## [What this exercise asks]
**A.** In the beekeeping forum thread, for how many years had the writer of the first post never seen a honey bee in the yard?
**B.** Write out the passage of the beekeeping forum thread that begins with "Not too much" and ends after "discovering a problem.".
**C.** Write what comes next in the beekeeping forum thread, picking up after its final line.

## [Text provided]
————————

Please see the attached photo of a frame from our upper brood chamber. Our hive is in a residential area in near the woods and I previously had never seen a honey bee in our yard in the past 20 years, so I'm wondering if our bees will not encounter very many other bees from different hives. If that's true, is it possible that our hive will not get mites? Perhaps a naive question, I know. Maybe it's just wishful thinking.

Second question about the photo: Is this wet-capped honey? It looks like it has a very thin cover and it's not what I would expect to see at harvest time (if this was in the super). Yes, I realize that this frame is being used for brood. Is that why the cap is so thin? for easy access to the honey for food?

Thanks!
Dave

 
#2 ·
Your bees do not need to "get" mites, they probably came with mites.

Have you checked, via sticky board or sugar roll, to see what levels they developed over the first summer?

Not too much time left to treat if your levels are high as the bees are already making their crucial winter bees, and soon in NW CT it will be too cold for all mite-treaments except the off-label (and not legally registered) use of OAV.

So do a mite check this week. Not seeng mites on the bodies of your bees means nothing. Test - if you haven't got the equipment to do a sticky board right away, then read about doing a sugar roll test, and do it. It doesn't kill the sampled bees. Though, truthfully, like all bee-manipulations I'm sure some do die in the rumpus. Don't put it off out of dread at discovering a problem.

Enj.
 
#4 · (Edited)

————————

## [Point-per-instance localization data]

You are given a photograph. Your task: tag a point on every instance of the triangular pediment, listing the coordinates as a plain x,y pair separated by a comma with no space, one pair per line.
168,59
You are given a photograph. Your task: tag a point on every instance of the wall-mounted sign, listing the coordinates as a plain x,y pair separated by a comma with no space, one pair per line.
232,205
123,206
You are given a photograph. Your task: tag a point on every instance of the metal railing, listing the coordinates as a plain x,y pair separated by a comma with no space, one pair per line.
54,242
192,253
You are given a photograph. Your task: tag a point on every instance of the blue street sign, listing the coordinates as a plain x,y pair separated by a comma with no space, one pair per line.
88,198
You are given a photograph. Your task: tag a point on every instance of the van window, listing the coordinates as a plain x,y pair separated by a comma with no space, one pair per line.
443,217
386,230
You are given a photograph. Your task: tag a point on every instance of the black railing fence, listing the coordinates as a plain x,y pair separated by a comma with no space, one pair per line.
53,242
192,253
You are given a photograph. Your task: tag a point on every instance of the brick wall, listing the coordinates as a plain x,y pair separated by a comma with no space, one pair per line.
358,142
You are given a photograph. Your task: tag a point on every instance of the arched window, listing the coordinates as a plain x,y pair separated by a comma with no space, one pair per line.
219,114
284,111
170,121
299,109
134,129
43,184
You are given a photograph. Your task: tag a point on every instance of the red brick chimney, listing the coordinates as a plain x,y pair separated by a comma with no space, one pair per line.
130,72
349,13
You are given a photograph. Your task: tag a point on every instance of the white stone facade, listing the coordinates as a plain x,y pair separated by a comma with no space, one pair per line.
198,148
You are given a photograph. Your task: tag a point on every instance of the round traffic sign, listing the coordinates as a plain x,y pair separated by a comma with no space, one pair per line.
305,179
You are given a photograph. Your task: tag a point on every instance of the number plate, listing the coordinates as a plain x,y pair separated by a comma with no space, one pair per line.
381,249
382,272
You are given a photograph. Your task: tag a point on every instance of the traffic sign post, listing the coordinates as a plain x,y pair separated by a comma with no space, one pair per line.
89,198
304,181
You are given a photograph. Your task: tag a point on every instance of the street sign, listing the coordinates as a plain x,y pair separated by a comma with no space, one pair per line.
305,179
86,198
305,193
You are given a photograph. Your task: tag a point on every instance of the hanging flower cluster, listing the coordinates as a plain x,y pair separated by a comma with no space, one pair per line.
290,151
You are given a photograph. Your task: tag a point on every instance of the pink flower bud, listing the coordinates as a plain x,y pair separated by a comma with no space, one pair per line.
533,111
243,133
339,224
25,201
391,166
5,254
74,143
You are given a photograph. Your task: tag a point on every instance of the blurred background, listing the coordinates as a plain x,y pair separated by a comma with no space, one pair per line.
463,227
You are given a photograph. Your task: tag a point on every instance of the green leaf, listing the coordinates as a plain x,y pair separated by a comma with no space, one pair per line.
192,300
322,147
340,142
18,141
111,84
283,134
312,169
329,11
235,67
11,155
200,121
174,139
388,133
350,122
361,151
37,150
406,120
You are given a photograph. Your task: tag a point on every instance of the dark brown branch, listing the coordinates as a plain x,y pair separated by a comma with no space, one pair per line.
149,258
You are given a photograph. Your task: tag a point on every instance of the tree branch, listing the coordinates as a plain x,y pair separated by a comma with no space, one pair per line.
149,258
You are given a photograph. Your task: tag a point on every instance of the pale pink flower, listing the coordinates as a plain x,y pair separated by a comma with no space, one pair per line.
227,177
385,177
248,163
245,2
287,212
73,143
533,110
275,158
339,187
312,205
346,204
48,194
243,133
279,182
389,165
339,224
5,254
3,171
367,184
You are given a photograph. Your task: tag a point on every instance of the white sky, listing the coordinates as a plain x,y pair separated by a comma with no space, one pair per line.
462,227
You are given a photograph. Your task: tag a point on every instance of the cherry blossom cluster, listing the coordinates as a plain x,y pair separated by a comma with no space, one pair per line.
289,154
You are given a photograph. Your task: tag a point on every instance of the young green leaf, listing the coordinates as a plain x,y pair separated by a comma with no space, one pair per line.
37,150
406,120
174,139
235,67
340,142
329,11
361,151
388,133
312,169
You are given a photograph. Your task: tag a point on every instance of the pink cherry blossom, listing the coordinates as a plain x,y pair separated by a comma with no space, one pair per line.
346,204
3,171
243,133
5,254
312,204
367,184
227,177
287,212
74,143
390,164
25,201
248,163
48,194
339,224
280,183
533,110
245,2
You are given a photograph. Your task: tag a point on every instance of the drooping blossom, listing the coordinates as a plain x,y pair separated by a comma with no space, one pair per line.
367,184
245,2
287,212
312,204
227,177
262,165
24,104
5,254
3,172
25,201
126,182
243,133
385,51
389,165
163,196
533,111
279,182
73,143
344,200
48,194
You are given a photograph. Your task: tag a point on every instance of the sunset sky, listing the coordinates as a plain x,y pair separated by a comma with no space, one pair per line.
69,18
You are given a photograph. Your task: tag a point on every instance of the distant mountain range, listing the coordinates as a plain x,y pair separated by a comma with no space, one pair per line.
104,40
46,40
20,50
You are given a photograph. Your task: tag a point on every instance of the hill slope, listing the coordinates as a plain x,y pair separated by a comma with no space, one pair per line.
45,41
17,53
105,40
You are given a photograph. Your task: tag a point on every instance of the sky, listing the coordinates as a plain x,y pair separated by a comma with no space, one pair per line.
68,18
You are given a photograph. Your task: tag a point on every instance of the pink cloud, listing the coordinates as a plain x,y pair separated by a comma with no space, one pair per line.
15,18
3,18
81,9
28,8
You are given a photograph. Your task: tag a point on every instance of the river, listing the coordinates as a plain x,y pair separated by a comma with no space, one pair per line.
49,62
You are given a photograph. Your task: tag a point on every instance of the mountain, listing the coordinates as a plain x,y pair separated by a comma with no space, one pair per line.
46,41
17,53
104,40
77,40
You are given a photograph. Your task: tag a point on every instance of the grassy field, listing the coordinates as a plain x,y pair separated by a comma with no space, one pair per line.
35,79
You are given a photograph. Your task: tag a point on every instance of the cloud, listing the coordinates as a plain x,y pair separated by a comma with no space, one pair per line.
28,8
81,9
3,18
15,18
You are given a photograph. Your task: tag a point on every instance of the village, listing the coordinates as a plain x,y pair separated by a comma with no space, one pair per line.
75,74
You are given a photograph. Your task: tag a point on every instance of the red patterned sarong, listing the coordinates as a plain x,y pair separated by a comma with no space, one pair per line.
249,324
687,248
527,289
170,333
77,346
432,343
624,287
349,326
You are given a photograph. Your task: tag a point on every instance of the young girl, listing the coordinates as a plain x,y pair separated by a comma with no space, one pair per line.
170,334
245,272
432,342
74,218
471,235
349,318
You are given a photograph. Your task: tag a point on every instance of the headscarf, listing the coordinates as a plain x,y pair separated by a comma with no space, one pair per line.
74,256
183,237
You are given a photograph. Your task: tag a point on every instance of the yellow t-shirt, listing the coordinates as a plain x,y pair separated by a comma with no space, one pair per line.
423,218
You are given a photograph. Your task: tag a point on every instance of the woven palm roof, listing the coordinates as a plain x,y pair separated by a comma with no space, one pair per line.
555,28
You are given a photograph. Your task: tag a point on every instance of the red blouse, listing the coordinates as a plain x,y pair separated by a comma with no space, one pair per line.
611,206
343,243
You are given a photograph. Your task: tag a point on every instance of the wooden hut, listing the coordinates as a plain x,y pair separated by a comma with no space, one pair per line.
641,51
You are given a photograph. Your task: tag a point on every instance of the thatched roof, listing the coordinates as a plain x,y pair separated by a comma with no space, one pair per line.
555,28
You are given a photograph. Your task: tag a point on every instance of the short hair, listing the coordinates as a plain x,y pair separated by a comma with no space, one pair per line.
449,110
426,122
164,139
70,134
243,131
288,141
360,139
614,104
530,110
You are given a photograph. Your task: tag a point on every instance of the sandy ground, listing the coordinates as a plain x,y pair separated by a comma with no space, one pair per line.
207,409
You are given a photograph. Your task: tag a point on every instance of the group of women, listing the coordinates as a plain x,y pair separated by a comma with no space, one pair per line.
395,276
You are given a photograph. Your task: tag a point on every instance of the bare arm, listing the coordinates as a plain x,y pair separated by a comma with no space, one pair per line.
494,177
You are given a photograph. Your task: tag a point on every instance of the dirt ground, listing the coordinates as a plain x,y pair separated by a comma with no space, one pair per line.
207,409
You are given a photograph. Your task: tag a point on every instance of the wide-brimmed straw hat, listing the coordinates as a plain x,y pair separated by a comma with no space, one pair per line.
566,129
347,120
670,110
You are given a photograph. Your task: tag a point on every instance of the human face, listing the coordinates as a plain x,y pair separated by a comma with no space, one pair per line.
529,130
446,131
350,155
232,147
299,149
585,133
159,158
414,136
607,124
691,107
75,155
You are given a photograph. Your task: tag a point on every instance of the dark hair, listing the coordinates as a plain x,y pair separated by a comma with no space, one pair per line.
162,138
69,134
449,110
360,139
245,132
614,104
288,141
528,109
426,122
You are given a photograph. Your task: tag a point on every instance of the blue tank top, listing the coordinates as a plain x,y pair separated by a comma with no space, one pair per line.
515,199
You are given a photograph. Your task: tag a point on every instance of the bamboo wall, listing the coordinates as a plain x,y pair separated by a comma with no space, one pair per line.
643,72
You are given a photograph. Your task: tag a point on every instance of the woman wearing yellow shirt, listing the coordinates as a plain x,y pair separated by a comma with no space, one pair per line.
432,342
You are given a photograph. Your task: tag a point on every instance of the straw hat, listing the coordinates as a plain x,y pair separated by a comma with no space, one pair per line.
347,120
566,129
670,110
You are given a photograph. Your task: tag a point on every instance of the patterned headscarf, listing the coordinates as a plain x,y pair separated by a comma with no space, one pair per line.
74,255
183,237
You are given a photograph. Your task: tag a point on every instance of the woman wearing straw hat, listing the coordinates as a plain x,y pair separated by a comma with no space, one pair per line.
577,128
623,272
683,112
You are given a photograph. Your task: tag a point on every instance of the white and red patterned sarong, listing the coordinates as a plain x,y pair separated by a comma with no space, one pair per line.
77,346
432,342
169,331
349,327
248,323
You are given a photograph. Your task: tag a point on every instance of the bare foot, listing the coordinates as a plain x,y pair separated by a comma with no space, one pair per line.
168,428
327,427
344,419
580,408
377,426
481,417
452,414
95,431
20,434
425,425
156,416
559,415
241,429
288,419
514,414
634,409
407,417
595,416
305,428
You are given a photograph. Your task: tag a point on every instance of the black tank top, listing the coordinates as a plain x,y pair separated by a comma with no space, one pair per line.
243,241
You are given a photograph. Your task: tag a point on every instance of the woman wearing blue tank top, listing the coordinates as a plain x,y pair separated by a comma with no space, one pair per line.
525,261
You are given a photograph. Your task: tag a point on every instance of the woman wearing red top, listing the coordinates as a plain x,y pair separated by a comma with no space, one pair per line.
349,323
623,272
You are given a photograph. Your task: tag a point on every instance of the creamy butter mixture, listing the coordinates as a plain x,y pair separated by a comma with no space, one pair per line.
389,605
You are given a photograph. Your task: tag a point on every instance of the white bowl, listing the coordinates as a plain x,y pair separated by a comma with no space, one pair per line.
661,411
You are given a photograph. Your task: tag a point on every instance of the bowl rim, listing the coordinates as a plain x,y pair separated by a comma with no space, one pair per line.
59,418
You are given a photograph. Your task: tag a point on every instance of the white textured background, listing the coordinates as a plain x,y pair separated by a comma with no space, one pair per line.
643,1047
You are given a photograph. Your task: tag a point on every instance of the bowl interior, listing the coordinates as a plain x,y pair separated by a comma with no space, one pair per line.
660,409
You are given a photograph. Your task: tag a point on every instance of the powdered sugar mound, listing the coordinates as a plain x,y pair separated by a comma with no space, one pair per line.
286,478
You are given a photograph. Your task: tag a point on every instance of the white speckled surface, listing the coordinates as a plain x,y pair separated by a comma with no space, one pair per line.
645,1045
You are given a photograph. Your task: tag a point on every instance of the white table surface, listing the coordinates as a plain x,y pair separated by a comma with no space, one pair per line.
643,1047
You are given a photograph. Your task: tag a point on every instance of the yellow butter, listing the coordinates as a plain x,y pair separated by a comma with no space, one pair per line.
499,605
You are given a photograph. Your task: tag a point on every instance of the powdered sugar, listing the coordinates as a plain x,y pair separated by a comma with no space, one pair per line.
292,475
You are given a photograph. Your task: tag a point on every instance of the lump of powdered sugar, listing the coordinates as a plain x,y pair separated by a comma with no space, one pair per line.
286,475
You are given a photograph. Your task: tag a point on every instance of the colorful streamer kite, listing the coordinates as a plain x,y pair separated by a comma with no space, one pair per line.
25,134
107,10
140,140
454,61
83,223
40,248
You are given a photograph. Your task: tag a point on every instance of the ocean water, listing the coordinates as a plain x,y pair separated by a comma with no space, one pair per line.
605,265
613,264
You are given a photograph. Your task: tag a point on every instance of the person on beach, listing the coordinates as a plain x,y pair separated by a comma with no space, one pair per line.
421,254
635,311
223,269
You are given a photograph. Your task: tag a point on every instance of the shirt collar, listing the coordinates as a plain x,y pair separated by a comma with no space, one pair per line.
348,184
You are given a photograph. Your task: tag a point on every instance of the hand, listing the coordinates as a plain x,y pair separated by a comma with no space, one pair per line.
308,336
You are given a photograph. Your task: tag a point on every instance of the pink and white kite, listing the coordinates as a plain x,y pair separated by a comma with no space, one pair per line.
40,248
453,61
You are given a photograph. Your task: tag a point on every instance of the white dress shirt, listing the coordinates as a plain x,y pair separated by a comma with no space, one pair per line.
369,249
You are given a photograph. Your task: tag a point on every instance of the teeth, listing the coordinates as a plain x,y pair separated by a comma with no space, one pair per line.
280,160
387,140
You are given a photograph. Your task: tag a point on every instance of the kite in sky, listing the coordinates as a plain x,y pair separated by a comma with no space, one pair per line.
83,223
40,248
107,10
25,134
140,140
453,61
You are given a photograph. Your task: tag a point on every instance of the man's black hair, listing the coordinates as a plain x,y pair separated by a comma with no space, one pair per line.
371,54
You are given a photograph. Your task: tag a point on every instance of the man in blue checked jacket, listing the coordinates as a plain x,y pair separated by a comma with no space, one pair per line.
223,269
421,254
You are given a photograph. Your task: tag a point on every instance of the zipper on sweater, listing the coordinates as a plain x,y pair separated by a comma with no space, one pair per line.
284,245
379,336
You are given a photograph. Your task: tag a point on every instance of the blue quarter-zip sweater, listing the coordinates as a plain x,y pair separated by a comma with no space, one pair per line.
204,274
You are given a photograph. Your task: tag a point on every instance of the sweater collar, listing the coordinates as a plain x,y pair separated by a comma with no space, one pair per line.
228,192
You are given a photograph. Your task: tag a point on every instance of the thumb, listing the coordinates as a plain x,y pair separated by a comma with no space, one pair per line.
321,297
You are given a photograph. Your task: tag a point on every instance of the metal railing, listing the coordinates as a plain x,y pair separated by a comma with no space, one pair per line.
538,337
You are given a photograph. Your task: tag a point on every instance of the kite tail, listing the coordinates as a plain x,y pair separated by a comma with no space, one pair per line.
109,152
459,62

————————

## [Answer set]
**A.** 20 years

**B.**
Not too much time left to treat if your levels are high as the bees are already making their crucial winter bees, and soon in NW CT it will be too cold for all mite-treaments except the off-label (and not legally registered) use of OAV.

So do a mite check this week. Not seeng mites on the bodies of your bees means nothing. Test - if you haven't got the equipment to do a sticky board right away, then read about doing a sugar roll test, and do it. It doesn't kill the sampled bees. Though, truthfully, like all bee-manipulations I'm sure some do die in the rumpus. Don't put it off out of dread at discovering a problem.

**C.**
Is that why the cap is so thin?
Cappings are always thin. They usually don't cap unless the honey is cured so it is unlikely the honey is "wet". It is your choice to treat or not. Most likely your colony has mites. Did you knock off the bees for the photo? I would have expected a lot more bees.
 
#5 ·
While that frame may have come from the upper brood chamber, from the photo it is all capped honey. It doesn't matter where the frame is - caps on honey cells all look pretty much the same.

Certainly there are cells in the brood nest that are capped more prominently, but they may be other than honey cells. A visual comparison ...

Image
photo credit
Image
photo credit
 
#6 ·
>is it possible that our hive will not get mites?

Not possible. They already have them.

>Second question about the photo: Is this wet-capped honey?

I'm not sure what you mean by "wet-capped" honey. It's capped honey. The cappings are watery looking but that is typical for Italians. Nice white dry looking cappings are typical for the darker bees.

> It looks like it has a very thin cover

That's what cappings are.

> and it's not what I would expect to see at harvest time (if this was in the super).

It is what you always get. They are only about .1mm thick. The things that affect how this capped honey looks: It has cocoons in it (was used for brood) which makes it look dark and it has watery cappings (genetic trait).